- MATERIAL SHOWN:
····················

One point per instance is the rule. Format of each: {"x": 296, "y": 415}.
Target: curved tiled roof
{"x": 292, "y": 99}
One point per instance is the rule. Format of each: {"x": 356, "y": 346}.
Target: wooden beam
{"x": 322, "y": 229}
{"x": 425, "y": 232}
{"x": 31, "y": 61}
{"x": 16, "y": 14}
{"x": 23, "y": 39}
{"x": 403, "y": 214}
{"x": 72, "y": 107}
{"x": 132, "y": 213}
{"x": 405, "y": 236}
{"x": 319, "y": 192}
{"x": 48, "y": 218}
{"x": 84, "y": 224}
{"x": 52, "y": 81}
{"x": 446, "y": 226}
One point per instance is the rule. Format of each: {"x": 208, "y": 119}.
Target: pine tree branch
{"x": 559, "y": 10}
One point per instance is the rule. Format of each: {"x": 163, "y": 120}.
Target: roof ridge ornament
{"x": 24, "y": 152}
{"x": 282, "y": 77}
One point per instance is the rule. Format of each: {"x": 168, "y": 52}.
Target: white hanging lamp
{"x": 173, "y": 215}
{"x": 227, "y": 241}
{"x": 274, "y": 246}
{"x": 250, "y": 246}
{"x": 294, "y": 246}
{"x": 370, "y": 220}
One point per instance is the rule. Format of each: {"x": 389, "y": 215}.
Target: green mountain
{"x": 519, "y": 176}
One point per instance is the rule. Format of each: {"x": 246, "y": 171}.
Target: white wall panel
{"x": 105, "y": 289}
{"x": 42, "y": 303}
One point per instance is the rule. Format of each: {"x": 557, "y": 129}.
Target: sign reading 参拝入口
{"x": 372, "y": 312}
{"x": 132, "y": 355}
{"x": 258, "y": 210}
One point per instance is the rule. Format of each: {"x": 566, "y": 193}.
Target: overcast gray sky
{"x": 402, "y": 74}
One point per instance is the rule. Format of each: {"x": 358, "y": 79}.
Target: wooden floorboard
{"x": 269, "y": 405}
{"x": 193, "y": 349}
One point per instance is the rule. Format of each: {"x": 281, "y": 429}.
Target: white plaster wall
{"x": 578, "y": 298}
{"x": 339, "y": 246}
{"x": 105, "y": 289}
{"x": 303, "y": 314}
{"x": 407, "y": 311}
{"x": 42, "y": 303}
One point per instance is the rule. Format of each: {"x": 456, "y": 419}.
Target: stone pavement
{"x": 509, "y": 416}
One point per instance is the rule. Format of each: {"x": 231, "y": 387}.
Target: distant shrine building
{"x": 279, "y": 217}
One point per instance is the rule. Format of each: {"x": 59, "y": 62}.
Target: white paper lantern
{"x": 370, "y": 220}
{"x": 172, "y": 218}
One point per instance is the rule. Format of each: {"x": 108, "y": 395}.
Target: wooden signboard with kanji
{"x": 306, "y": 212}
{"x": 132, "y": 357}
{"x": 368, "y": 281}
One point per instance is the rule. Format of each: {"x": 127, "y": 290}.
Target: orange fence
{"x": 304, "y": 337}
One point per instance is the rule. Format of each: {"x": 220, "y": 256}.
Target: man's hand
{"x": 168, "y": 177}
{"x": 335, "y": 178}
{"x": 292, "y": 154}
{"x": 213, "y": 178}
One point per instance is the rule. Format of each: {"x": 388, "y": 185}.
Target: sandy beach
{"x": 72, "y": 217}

····················

Please identify each line in the entries above that contains the word "wooden" and copy those lines. Case counts.

Target: wooden beam
Target: wooden floorboard
Target: wooden signboard with kanji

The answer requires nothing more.